══ RECORDS PROVIDED
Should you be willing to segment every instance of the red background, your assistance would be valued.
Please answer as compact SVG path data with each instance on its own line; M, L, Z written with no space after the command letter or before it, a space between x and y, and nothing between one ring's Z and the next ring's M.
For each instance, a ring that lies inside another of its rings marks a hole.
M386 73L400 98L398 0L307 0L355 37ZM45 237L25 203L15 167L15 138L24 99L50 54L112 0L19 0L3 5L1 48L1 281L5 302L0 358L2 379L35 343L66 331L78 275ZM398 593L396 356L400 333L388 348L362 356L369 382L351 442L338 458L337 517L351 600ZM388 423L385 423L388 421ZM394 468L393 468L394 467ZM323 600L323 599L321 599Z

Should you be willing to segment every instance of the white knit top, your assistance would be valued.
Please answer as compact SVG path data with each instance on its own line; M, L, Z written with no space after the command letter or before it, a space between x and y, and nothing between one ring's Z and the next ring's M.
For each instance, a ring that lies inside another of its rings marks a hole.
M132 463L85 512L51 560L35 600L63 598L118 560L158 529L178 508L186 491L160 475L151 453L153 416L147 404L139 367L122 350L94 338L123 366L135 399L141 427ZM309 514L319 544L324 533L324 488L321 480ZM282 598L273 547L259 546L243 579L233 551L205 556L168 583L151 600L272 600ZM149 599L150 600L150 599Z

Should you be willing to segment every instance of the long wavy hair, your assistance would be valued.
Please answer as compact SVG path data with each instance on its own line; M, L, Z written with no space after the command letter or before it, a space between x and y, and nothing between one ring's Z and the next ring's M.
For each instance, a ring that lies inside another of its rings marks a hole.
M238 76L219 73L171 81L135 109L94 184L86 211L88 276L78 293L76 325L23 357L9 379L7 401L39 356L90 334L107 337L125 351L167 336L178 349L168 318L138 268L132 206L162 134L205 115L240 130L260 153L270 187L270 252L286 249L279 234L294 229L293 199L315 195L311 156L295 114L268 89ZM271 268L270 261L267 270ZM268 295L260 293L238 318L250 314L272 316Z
════
*ABOUT THIS EXERCISE*
Line by line, please copy the records above exactly.

*SOLUTION TO THIS TASK*
Should you be willing to segment every instance of the red background, your assistance would be valued.
Please answer as compact SVG path data with each instance on its own line; M, L, Z written with no space after the command letter or before it, a space between x and y, and nothing between one ring's Z and the next ring's M.
For each instance, a ring that lies inside another of its rings marks a hole.
M386 73L400 98L398 0L307 0L355 37ZM45 237L25 203L15 167L15 138L24 99L50 54L112 0L19 0L3 5L1 48L1 281L5 302L0 358L2 379L35 343L66 331L78 275ZM398 593L396 356L400 333L388 348L362 356L369 382L351 442L338 458L337 517L351 600ZM388 423L385 423L388 421ZM394 468L393 468L394 467ZM323 600L323 599L321 599Z

Should you be willing to segment every instance of the white knit top, your assistance would be valued.
Please answer as compact SVG path data with each instance on its own line; M, L, Z written with no space after the command letter or before it, a space between x and y, and nothing between one ring's Z and the next ring's M.
For each instance, a ring that lies inside another of its rings marks a hole.
M132 463L85 512L51 560L35 600L63 598L118 560L158 529L178 508L186 491L160 475L151 453L153 416L147 404L139 367L122 350L94 338L123 366L135 399L141 427ZM309 514L319 544L324 533L324 488L321 480ZM282 598L273 547L259 546L243 579L233 551L205 556L168 583L151 600L272 600ZM149 599L150 600L150 599Z

Should you be willing to segment every instance of the long wavy hair, your assistance would be valued.
Please answer as compact SVG path data with each instance on its own line; M, L, Z written with no space after the command letter or before it, a space between x and y, and nothing between one ring's Z and the next ring's M.
For each instance, a ring that lies inside another of its rings marks a hole.
M238 76L219 73L171 81L135 109L94 184L86 211L88 276L78 293L76 325L23 357L9 379L7 401L39 356L90 334L107 337L125 351L167 336L178 349L168 318L138 268L132 206L162 134L205 115L240 130L260 153L270 187L270 252L286 249L279 234L294 229L293 199L315 195L311 156L295 114L268 89ZM271 268L270 261L267 270ZM268 295L260 293L238 318L250 314L272 316Z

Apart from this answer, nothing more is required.